## Written instruction
Report, in full, every line of the rows below that contains the string "fence". Matching is case-sensitive.

---- Supplied material

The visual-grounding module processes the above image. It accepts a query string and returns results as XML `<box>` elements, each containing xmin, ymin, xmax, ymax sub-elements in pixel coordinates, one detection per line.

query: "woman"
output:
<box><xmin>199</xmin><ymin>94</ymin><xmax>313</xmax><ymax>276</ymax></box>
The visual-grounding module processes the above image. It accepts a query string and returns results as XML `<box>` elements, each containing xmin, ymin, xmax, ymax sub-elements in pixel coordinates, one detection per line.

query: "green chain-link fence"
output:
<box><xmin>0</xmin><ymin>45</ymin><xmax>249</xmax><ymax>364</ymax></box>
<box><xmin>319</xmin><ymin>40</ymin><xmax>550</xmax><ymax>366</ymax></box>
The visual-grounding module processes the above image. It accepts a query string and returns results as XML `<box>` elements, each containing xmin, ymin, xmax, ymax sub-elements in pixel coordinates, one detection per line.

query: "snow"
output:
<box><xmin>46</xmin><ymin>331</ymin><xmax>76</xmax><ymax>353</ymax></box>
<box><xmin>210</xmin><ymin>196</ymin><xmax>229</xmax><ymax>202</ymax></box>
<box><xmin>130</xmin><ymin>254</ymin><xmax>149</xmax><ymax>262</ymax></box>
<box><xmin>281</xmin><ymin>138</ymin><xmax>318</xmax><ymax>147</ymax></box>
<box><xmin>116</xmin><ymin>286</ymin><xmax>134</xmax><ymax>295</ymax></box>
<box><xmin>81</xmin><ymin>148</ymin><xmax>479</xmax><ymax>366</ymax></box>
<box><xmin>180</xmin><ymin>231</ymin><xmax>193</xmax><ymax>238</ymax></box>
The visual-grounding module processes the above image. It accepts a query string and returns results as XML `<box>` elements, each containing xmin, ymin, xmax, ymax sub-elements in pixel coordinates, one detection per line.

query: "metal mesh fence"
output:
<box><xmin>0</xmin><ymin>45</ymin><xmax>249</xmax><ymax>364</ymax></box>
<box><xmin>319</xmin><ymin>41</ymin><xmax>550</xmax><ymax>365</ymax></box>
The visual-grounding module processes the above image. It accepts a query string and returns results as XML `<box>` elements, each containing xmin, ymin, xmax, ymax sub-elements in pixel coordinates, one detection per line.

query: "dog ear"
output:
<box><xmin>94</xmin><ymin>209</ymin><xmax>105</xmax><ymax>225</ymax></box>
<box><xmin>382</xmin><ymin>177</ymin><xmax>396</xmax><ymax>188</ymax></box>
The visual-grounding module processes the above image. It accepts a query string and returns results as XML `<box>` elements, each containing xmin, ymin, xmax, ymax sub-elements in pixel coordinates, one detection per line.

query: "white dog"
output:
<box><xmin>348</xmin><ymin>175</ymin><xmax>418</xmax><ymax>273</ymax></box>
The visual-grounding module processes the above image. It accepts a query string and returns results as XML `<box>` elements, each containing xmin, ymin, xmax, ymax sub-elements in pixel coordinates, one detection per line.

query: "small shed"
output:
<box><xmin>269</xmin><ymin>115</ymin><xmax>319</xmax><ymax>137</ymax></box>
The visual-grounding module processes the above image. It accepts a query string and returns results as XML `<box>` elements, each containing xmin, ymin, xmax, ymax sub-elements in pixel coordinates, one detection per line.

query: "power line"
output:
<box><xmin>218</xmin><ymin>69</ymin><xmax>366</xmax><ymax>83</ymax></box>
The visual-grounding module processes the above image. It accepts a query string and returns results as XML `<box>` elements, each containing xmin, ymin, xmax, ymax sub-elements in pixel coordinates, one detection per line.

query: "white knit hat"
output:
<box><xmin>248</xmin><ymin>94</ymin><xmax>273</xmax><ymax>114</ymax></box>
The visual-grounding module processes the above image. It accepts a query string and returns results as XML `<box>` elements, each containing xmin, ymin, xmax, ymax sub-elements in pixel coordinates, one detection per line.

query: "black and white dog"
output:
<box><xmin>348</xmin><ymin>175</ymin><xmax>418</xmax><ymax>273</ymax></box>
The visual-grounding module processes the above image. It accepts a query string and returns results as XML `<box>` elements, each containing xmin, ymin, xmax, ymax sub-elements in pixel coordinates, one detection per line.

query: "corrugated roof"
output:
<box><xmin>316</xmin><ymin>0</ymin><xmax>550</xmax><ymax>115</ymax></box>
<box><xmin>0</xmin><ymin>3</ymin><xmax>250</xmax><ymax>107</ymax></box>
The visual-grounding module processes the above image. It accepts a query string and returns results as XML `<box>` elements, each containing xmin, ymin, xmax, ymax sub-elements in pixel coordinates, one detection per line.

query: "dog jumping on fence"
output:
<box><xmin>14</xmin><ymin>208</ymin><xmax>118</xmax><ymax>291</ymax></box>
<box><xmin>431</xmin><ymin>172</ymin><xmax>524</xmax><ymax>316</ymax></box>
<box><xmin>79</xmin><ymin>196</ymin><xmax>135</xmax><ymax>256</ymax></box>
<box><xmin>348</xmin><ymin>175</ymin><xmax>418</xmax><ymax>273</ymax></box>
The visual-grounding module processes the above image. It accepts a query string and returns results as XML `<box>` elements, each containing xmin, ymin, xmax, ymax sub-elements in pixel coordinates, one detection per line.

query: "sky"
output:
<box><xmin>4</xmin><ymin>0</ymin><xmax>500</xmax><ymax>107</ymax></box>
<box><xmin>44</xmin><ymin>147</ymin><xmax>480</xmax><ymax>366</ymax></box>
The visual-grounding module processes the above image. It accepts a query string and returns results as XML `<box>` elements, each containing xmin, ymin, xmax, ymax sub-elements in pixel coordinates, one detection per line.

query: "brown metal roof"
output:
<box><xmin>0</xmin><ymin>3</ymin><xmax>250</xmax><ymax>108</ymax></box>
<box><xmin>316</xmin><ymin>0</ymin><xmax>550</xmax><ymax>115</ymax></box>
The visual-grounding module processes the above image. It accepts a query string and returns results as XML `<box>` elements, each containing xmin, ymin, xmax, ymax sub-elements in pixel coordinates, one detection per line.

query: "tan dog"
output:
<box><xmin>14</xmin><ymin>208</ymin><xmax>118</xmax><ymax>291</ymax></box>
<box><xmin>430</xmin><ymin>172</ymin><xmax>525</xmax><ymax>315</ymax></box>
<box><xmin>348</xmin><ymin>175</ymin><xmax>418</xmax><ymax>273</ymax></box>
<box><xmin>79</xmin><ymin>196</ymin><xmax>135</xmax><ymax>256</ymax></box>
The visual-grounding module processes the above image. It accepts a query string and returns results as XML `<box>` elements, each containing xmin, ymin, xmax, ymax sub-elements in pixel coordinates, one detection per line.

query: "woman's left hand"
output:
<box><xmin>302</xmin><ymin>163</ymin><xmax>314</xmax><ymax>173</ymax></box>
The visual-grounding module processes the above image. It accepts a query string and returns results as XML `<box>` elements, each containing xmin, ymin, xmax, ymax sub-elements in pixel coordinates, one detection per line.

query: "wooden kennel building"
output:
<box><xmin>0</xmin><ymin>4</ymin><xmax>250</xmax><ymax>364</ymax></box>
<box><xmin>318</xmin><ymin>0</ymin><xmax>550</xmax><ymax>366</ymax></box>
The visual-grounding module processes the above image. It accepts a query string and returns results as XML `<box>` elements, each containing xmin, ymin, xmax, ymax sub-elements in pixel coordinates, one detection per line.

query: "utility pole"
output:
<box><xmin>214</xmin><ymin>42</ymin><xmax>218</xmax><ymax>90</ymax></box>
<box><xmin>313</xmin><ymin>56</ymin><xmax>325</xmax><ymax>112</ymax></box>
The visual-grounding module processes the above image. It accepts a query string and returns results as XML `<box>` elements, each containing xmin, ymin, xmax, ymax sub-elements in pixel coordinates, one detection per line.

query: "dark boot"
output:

--------

## Task output
query: "green chain-link fence"
query: "metal mesh fence"
query: "dog jumping on fence"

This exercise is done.